*What is required*
Write each line word for word, from the line that contains "For the benchmark, point to the low" through the last line of the material below.

*Data records*
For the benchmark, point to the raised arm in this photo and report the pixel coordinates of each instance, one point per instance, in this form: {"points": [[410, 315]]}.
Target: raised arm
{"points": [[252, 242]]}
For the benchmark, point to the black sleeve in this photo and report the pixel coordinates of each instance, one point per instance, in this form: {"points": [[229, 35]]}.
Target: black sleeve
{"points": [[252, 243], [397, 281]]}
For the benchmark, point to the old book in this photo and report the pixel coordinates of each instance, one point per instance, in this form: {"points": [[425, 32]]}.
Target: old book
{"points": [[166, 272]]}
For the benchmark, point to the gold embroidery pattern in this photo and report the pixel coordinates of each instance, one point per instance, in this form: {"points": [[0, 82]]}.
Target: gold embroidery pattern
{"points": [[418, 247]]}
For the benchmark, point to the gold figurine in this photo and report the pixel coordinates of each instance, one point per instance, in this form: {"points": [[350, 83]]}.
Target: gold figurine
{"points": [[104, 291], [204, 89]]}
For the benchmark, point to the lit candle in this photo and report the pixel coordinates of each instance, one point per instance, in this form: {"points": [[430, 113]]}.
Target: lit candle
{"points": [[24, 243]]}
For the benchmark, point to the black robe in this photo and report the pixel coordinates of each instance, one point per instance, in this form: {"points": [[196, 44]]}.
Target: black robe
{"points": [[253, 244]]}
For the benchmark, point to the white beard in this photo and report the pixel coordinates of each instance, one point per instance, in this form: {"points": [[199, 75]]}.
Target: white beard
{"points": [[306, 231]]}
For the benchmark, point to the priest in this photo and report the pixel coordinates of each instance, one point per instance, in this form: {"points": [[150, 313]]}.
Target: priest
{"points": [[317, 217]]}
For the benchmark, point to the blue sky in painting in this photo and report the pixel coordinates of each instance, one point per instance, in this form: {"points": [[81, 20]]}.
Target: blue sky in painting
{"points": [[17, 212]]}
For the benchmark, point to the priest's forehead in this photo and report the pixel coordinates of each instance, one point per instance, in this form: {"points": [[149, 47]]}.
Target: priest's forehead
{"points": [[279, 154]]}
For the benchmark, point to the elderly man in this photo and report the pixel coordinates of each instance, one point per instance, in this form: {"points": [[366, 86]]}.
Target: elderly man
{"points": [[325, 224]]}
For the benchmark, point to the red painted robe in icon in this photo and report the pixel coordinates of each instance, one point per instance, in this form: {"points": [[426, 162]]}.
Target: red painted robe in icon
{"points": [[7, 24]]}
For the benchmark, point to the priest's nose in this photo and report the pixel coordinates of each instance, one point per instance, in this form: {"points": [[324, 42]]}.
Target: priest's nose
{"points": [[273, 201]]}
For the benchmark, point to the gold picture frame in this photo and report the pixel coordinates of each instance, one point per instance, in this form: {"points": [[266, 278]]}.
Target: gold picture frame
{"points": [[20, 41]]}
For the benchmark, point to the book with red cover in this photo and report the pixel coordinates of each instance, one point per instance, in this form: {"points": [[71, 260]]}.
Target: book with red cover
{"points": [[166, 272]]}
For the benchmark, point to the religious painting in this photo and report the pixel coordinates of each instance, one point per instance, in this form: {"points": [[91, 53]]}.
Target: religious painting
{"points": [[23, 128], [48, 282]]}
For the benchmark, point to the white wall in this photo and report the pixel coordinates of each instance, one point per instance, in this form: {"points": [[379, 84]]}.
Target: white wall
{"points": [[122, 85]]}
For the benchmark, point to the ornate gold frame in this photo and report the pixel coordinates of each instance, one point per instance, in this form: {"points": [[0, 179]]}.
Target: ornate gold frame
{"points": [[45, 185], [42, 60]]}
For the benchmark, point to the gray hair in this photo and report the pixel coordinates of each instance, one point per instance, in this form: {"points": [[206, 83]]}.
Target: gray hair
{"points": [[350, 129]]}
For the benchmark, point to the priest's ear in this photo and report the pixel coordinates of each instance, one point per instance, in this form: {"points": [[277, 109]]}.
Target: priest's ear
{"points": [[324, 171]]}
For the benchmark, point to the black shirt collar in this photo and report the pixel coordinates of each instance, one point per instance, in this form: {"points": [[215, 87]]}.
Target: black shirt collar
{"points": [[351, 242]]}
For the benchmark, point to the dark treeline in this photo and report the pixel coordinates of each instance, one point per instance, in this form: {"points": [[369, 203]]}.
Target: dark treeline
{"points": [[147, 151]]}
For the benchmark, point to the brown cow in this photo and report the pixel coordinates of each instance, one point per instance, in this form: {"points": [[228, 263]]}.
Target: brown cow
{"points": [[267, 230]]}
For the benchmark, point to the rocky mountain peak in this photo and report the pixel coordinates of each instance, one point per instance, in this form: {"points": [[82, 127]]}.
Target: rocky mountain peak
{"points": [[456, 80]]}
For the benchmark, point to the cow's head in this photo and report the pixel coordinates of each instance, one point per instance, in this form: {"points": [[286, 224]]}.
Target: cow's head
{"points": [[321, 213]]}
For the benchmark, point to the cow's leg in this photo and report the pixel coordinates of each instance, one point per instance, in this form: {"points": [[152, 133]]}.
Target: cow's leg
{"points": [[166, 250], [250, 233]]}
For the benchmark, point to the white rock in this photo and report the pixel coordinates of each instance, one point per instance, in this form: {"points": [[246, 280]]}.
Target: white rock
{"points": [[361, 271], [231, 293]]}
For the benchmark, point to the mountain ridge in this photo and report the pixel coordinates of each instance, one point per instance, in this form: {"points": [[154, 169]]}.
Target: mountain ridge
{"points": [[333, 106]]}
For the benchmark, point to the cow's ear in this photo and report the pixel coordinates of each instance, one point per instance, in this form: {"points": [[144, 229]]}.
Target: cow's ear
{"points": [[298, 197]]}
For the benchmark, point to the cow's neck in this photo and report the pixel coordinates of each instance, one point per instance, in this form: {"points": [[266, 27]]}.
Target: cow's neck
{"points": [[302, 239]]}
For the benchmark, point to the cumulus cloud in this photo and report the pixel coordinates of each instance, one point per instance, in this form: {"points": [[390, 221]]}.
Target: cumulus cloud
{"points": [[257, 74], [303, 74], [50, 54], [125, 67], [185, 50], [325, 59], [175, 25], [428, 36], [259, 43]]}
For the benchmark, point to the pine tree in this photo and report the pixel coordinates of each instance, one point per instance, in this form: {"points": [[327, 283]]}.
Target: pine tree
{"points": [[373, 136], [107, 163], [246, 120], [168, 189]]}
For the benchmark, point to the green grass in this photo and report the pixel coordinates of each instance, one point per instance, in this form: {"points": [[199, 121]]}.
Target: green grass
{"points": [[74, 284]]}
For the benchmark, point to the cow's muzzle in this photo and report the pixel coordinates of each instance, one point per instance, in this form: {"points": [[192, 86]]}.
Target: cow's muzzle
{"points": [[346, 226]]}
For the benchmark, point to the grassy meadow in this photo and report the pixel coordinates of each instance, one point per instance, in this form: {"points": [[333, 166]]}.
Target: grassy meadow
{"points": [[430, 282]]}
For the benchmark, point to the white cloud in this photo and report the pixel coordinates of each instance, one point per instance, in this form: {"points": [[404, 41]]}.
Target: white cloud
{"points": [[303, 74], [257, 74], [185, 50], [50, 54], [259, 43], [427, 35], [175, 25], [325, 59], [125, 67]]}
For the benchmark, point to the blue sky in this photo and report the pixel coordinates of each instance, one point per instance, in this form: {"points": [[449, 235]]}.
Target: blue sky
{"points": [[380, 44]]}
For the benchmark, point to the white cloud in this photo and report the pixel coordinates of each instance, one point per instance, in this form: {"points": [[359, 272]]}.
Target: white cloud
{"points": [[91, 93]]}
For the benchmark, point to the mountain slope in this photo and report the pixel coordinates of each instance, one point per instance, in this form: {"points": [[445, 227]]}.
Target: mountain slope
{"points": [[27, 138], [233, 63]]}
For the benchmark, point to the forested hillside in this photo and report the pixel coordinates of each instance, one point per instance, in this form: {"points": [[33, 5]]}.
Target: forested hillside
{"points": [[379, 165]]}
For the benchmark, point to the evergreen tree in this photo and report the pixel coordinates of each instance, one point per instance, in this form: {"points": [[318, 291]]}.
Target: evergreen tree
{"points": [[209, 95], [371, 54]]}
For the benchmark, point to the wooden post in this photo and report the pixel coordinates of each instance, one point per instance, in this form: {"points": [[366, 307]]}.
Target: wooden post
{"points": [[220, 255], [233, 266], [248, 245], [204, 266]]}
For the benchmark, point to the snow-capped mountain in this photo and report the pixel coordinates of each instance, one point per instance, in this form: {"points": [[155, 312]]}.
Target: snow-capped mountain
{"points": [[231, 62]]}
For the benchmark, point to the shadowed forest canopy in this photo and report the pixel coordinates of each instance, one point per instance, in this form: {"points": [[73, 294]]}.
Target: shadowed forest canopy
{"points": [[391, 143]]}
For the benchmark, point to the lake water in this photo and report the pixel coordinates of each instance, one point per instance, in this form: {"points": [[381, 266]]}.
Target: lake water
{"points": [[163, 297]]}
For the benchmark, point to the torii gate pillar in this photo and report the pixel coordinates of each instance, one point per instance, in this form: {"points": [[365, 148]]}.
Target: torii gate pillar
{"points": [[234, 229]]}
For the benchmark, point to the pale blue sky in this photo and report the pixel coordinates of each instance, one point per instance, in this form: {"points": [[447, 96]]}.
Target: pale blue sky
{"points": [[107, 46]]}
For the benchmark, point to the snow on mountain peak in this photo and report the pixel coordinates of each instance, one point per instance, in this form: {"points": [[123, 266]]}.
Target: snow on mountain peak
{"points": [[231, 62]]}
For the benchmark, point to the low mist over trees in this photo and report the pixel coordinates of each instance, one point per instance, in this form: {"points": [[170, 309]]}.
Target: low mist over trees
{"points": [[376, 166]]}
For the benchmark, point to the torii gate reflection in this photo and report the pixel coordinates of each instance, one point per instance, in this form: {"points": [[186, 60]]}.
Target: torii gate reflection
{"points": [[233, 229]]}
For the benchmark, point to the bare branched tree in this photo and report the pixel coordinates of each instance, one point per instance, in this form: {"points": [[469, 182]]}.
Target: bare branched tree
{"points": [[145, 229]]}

*Output for this exercise*
For the benchmark, point to the low mist over trees in this photo and report the pixel coordinates of each instance, one point per instance, in this form: {"points": [[170, 309]]}.
Target: low mist over trees
{"points": [[376, 166]]}
For the benchmark, point to the torii gate reflection in this photo and report the pixel coordinates of each instance, one point per instance, in this form: {"points": [[186, 60]]}.
Target: torii gate reflection
{"points": [[233, 229]]}
For the benchmark, point to the bare branched tree in this photo and report the pixel coordinates of each instance, one point per instance, in this form: {"points": [[469, 182]]}.
Target: bare branched tree
{"points": [[145, 229]]}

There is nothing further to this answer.